- **Polecenie A**: Kto według tekstu o komedii „Luis i Obcy” użyczył głosu Luisowi?

Warszawa

Luis i Obcy - Najbardziej kosmiczna komedia tej wiosny

Luis i Obcy - Najbardziej kosmiczna komedia tej wiosny

W kinach od 6 kwietnia 2018r.

 

Prawdziwych przyjaciół poznaje się w… kosmosie, a najlepsze na smutki są zielone ufoludki. Oto motto najnowszej komedii familijnej producentów hitów Renifer Nicko ratuje Święta i Ups! Arka odpłynęła oraz autorów nagrodzonej Oscarem animacji Równowaga. Luis i obcy to historia przyjaźni chłopca i trójki przezabawnych kosmitów, który na Ziemię przybyli i kompletnie się… pogubili. Porcja wyśmienitej, intergalaktycznej zabawy dla całej rodziny. Film, po którym ze śmiechu po prostu odlecicie w kosmos!


12-letni Luis czuje się samotny. Nie ma żadnych przyjaciół, a jego ojciec – ufolog Armin – całe noce spędza przy teleskopie, szukając śladów życia w kosmosie. Na domiar złego, dyrektor ze szkoły Luisa chce wysłać chłopca do internatu poza miastem. Sprawy komplikują się jeszcze bardziej, gdy na podwórku Luisa rozbija się UFO, pilotowane przez trójkę wesołych kosmitów. Chłopiec szybko zaprzyjaźnia się z obcymi i ukrywa ich przed swoim tatą, który jest przekonany, że kosmici są niebezpieczni. Próbując pomóc ufoludkom w powrocie na macierzystą planetę, Luis sam nabiera ochoty na wielką kosmiczną podróż.

 

 

LUISOWI GŁOSU UŻYCZYŁ ANTEK SCARDINA – GWIAZDA PORGRAMU THE VOICE KIDS.

 

Antek Scardina ma zaledwie 15 lat, a już jest doświadczonym aktorem dubbingowym. Można go było usłyszeć w takich hitach jak, nominowany do Oscara „Twój Vincent”, komediach : „Dzieciak rządzi”, „Był sobie pies” czy „Gru,Dru i Minionki”. Młody aktor znany jest dobrze publiczności teatralnej - na deskach teatru Studio Buffo wcielił się w postać tytułowego bohatera musicalu „Piotruś Pan”. Ostatnio został okrzyknięty objawieniem w  pierwszej polskiej edycji The Voice Kids, gdzie dotarł do finału. Prowadzi także program „Teleranek” w TVP ABC.


AKTORZY O FILMIE „LUIS I OBCY”

- **Polecenie B**: Przekształć, proszę, w listę numerowaną wyłącznie wiersze rekordów od tego, który zawiera „FIND: scallop shell”, do tego, który zawiera „[57,478,285,637]”, łącznie z oboma. Puste wiersze pomiń.

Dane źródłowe
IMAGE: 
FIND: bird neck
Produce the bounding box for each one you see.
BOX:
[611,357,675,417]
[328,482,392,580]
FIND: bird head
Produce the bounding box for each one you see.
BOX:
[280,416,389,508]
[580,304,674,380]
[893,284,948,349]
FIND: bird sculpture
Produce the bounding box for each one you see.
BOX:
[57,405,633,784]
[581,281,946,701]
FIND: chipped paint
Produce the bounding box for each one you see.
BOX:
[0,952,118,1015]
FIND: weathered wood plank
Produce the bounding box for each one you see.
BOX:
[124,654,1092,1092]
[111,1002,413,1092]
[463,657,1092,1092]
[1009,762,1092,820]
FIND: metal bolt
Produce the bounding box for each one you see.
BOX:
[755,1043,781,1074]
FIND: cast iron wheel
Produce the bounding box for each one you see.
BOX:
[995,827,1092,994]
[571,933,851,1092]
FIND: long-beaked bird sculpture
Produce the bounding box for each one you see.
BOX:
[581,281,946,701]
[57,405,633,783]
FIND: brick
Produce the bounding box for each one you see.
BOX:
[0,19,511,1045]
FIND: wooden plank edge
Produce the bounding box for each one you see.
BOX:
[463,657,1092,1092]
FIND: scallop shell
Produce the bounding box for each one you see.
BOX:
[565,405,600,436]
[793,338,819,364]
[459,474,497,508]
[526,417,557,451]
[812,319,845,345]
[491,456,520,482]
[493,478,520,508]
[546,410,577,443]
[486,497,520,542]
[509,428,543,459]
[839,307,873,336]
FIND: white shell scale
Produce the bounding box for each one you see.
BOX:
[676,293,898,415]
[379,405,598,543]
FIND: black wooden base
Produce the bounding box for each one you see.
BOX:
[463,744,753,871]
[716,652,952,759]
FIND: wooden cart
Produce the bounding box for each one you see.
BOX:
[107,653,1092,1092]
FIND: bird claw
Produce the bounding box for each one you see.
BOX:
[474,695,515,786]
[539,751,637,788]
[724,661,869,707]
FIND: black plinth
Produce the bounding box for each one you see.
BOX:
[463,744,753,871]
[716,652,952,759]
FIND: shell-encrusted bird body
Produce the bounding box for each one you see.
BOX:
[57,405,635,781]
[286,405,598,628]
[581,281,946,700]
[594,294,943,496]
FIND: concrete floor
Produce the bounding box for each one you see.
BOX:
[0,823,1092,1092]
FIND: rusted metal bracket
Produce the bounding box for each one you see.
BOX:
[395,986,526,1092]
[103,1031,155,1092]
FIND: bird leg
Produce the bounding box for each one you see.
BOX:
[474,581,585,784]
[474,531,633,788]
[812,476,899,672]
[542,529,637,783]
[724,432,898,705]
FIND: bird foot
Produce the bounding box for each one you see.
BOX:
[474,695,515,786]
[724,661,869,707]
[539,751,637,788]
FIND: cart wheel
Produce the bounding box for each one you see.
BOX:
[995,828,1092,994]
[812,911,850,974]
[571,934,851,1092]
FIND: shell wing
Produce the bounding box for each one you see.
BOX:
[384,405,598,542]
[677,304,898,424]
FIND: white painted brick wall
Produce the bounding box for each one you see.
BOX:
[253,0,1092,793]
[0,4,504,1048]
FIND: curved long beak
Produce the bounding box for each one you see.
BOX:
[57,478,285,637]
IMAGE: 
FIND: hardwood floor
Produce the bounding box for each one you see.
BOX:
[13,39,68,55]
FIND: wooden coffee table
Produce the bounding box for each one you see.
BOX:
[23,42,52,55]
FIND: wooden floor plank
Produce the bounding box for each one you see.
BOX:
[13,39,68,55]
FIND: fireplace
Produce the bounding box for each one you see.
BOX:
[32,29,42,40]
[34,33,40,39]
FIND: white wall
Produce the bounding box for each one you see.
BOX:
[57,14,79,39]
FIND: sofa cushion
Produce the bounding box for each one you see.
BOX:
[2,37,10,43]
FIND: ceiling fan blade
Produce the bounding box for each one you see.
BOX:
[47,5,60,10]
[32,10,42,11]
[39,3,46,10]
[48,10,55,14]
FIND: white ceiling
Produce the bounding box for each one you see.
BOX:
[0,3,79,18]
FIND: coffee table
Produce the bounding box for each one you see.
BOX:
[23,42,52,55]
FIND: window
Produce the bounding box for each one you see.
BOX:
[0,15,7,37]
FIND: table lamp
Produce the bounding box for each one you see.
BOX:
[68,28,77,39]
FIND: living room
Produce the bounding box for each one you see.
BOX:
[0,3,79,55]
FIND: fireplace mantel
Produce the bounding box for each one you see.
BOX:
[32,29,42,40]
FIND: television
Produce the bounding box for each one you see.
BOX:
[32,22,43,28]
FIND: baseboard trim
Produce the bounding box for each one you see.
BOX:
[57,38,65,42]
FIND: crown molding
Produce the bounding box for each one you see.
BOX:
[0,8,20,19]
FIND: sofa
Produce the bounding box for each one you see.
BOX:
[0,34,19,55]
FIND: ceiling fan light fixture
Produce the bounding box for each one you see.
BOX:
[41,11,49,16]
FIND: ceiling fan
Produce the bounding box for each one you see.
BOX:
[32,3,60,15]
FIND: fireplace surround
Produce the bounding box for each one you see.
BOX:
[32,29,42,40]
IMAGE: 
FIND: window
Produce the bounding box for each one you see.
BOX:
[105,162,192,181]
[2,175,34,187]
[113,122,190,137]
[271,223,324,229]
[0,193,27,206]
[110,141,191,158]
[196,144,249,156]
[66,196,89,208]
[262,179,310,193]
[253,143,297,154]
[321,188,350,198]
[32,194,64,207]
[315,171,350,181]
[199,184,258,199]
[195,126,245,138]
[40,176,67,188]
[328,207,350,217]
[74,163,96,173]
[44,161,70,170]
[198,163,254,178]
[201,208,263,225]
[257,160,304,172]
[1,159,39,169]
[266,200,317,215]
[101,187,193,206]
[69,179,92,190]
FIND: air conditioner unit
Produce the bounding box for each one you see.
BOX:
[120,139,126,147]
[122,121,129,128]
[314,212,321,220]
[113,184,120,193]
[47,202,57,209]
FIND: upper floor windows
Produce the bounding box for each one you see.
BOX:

- **Pełna odpowiedź A**: Antek Scardina.

- **Pełna odpowiedź B**:
1. FIND: scallop shell
2. Produce the bounding box for each one you see.
3. BOX:
4. [565,405,600,436]
5. [793,338,819,364]
6. [459,474,497,508]
7. [526,417,557,451]
8. [812,319,845,345]
9. [491,456,520,482]
10. [493,478,520,508]
11. [546,410,577,443]
12. [486,497,520,542]
13. [509,428,543,459]
14. [839,307,873,336]
15. FIND: white shell scale
16. Produce the bounding box for each one you see.
17. BOX:
18. [676,293,898,415]
19. [379,405,598,543]
20. FIND: black wooden base
21. Produce the bounding box for each one you see.
22. BOX:
23. [463,744,753,871]
24. [716,652,952,759]
25. FIND: wooden cart
26. Produce the bounding box for each one you see.
27. BOX:
28. [107,653,1092,1092]
29. FIND: bird claw
30. Produce the bounding box for each one you see.
31. BOX:
32. [474,695,515,786]
33. [539,751,637,788]
34. [724,661,869,707]
35. FIND: black plinth
36. Produce the bounding box for each one you see.
37. BOX:
38. [463,744,753,871]
39. [716,652,952,759]
40. FIND: shell-encrusted bird body
41. Produce the bounding box for each one you see.
42. BOX:
43. [57,405,635,781]
44. [286,405,598,628]
45. [581,281,946,700]
46. [594,294,943,496]
47. FIND: concrete floor
48. Produce the bounding box for each one you see.
49. BOX:
50. [0,823,1092,1092]
51. FIND: rusted metal bracket
52. Produce the bounding box for each one you see.
53. BOX:
54. [395,986,526,1092]
55. [103,1031,155,1092]
56. FIND: bird leg
57. Produce the bounding box for each one you see.
58. BOX:
59. [474,581,585,784]
60. [474,531,633,788]
61. [812,476,899,672]
62. [542,529,637,783]
63. [724,432,898,705]
64. FIND: bird foot
65. Produce the bounding box for each one you see.
66. BOX:
67. [474,695,515,786]
68. [724,661,869,707]
69. [539,751,637,788]
70. FIND: cart wheel
71. Produce the bounding box for each one you see.
72. BOX:
73. [995,828,1092,994]
74. [812,911,850,974]
75. [571,934,851,1092]
76. FIND: shell wing
77. Produce the bounding box for each one you see.
78. BOX:
79. [384,405,598,542]
80. [677,304,898,424]
81. FIND: white painted brick wall
82. Produce the bounding box for each one you see.
83. BOX:
84. [253,0,1092,793]
85. [0,4,504,1048]
86. FIND: curved long beak
87. Produce the bounding box for each one you see.
88. BOX:
89. [57,478,285,637]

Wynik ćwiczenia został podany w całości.